▸ Entries shown
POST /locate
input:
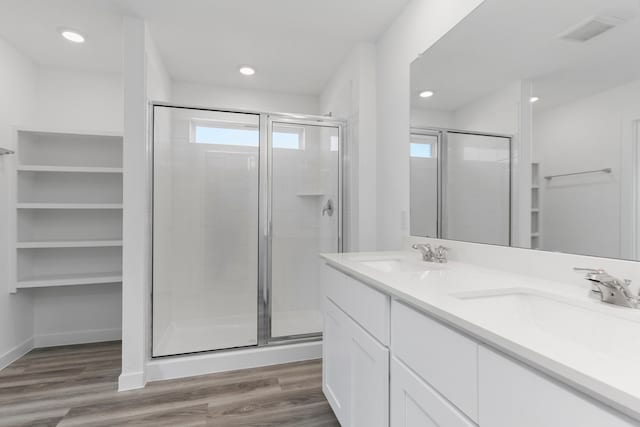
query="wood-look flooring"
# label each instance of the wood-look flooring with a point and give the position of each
(76, 386)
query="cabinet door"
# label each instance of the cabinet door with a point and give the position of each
(355, 371)
(416, 404)
(369, 377)
(514, 395)
(335, 360)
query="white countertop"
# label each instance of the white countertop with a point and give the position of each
(597, 359)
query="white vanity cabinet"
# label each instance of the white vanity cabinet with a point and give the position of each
(355, 377)
(514, 395)
(388, 363)
(444, 358)
(414, 403)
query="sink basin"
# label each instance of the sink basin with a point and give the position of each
(591, 325)
(395, 265)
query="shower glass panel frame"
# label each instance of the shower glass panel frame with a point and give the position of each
(263, 215)
(443, 142)
(280, 120)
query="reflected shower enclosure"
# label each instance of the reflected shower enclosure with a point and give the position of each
(242, 204)
(460, 185)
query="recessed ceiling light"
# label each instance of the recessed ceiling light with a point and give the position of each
(72, 36)
(245, 70)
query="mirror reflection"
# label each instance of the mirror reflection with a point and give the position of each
(528, 136)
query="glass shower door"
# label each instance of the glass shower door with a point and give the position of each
(205, 228)
(477, 188)
(305, 206)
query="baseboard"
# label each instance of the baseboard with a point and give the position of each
(208, 363)
(77, 337)
(131, 381)
(15, 353)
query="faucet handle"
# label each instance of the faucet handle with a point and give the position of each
(440, 254)
(589, 270)
(421, 245)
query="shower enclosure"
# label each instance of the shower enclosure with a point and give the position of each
(242, 204)
(460, 185)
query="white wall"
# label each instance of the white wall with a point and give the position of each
(144, 79)
(351, 95)
(79, 100)
(428, 117)
(17, 86)
(586, 134)
(419, 26)
(254, 100)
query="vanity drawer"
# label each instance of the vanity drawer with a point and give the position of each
(368, 307)
(444, 358)
(415, 403)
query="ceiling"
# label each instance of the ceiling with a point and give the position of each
(295, 45)
(504, 41)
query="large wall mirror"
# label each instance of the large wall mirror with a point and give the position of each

▸ Task description
Write out again every line above exactly as given; the pictures do not belong in the copy.

▸ Expected answer
POST /locate
input:
query="wood-look flooring"
# label each instance of the wood-look flooring with a point and give the position of each
(76, 386)
query="cabinet door"
# label each instance of the cabinet door with a point and give the position of each
(355, 371)
(416, 404)
(369, 377)
(514, 395)
(335, 360)
query="white countertop"
# label each instance of the white countertop with a point and give the position of each
(597, 359)
query="white vanity cabinet"
# label each instance of the white vanity cabinet with a point and give the position of each
(355, 377)
(514, 395)
(388, 363)
(444, 358)
(414, 403)
query="sink basin"
# label each instance of the sink basin with a point and give the position of each
(591, 325)
(395, 265)
query="shower glass panel frame"
# label each instance of the shower glass panel frame with a point and give the position of each
(263, 215)
(443, 142)
(280, 120)
query="reflected shower enclosure"
# label each instance of the reflected shower enclosure with a point and give the position of each
(242, 204)
(460, 185)
query="recessed ceiling light"
# label each instance of the recessed ceiling light with a point and give the position of each
(72, 36)
(245, 70)
query="mirror reflection"
# label each instance of the mirror reflection with a point and give the position of each
(528, 136)
query="glass shower door"
# label each instance of the glass shower door with a point and give the position of each
(205, 228)
(477, 188)
(305, 206)
query="baseboard"
# label each instance of the baseboard with a point and give the position of each
(208, 363)
(77, 337)
(131, 381)
(15, 353)
query="faucet handle"
# label each instance of the faucet handle with a point and give the position of each
(440, 254)
(589, 270)
(421, 245)
query="shower enclosure"
# label each instance of the shower enclosure with a point and give the position of each
(242, 204)
(460, 185)
query="white wall"
# label each instance of the white wall with a point and give the position of each
(144, 79)
(351, 95)
(79, 100)
(428, 117)
(17, 86)
(586, 134)
(419, 26)
(254, 100)
query="vanity drawer"
# label each instance of the vanity drawer with a point and give the position of each
(368, 307)
(444, 358)
(415, 403)
query="ceiling"
# label each instance of the ceiling with a point and give the position of each
(295, 45)
(504, 41)
query="large wall mirror"
# label each instance of the large wall mirror with a point and give the position of each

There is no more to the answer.